— Start Records supplied —
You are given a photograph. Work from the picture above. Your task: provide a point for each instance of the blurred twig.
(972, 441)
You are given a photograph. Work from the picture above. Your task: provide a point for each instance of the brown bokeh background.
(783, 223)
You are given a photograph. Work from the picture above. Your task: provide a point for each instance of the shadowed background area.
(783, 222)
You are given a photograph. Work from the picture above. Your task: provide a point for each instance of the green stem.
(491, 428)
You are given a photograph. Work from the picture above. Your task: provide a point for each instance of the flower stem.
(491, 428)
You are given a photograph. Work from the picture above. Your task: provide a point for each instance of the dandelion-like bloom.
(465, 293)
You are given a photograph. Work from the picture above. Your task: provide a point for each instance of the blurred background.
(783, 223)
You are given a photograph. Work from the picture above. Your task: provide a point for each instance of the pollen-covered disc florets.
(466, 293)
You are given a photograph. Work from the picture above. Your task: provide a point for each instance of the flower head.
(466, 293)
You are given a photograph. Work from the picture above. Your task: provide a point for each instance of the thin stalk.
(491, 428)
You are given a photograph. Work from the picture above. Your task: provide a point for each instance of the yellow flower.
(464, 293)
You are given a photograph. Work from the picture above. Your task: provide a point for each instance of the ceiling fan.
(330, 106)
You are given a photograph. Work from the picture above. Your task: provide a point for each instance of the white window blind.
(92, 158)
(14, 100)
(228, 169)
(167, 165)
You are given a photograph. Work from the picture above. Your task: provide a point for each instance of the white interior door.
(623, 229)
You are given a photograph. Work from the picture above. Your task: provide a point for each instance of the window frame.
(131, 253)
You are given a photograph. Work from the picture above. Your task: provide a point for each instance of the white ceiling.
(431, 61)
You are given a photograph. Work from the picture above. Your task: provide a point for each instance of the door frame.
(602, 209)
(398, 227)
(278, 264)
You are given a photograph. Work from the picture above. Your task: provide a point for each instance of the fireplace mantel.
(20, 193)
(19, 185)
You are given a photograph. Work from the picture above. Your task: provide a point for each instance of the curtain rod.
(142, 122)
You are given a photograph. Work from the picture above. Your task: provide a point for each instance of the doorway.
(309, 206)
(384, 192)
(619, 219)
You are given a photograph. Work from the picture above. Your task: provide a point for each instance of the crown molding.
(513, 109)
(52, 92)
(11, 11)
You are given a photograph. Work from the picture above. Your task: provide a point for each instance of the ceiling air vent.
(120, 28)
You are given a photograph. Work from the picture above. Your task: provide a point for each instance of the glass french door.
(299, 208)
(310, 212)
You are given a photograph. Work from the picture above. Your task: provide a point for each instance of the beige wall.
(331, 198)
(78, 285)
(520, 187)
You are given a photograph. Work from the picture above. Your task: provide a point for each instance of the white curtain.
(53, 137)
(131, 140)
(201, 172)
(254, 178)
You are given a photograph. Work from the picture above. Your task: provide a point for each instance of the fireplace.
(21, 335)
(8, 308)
— End Records supplied —
_Problem statement_: The entries above should be repeated exactly, every one of them.

_Exercise answer_:
You are given a photograph. Work from the picture above. Your task: provide a point for each instance of the blurred twig.
(972, 441)
You are given a photograph. Work from the picture above. Your task: provide a point for each instance of the brown bokeh background.
(783, 223)
You are given a photograph. Work from the picture above. Your task: provide a point for each instance of the shadowed background area.
(783, 222)
You are given a photograph. Work from the picture above. Your task: provide a point for each instance of the green stem.
(491, 428)
You are given a photograph. Work from the picture above. Your task: provide a point for each instance of the flower stem.
(491, 428)
You are given a photograph. Work from the picture above. Your task: provide a point for each instance of the dandelion-like bloom.
(465, 293)
You are given a photograph. Work from the picture above. Your task: provide a point for each instance of the blurred background.
(783, 223)
You are given a photograph. Work from the picture above. Your task: provide a point for each instance of the pollen-covered disc florets.
(466, 293)
You are given a photograph. Work from the picture above. Your task: provide a point for each instance of the flower head.
(466, 293)
You are given a photograph. Work from the picture above. Your task: provide a point for each instance of the thin stalk.
(491, 428)
You are given a photograph. Work from the picture above. Your task: provide a point for each instance of the yellow flower.
(464, 293)
You are given a photograph. Work from the picture above. Your task: provide a point for each instance of the ceiling fan.
(330, 106)
You are given a photograph. Work from the picture above. Your task: provide a point for each instance of the white window blind.
(92, 158)
(14, 100)
(228, 169)
(167, 165)
You are given a photograph. Work from the picture above. Your task: provide a point for each instance of the white interior door.
(623, 229)
You are given a photograph. Work from the picture above. Your task: provide a point for each instance of the window frame.
(131, 253)
You are given a photograph. Work from the picture above. Your task: provide a point for each instance of the white ceiling.
(431, 61)
You are given a photograph. Work from the picture above. Your task: provide a point for each instance of the door frame.
(602, 209)
(398, 227)
(278, 264)
You are given a photograph. Work from the picture above. Your task: provide a point for each instance of the fireplace mantel.
(20, 193)
(19, 185)
You are given a photograph. Work from the picture above. Your task: provide a point for each instance of the curtain rod.
(142, 122)
You are given a photograph. Work from the picture above. Your task: provide a point for each instance of the doorway.
(309, 206)
(384, 192)
(619, 219)
You are given a photograph. Work from the picture above. Your task: provide a point for each instance of the crown molding.
(513, 109)
(52, 92)
(11, 11)
You are given a photograph. Work from the picture above. Your task: provide a point for each instance of the ceiling air vent.
(120, 28)
You are given a photograph. Work from the picture above. Your task: provide a point for each instance of the glass french door.
(299, 208)
(310, 212)
You are given a photograph. Work from the picture above. Your task: provide a point for each instance of the beige wall.
(331, 198)
(78, 285)
(520, 187)
You are given a photograph. Work from the picture above. Your task: provide a point for each instance of the white curtain.
(53, 137)
(131, 140)
(201, 172)
(254, 178)
You are given a photograph. Work from the picture above. Your task: provide a point for each instance of the fireplace.
(21, 335)
(8, 308)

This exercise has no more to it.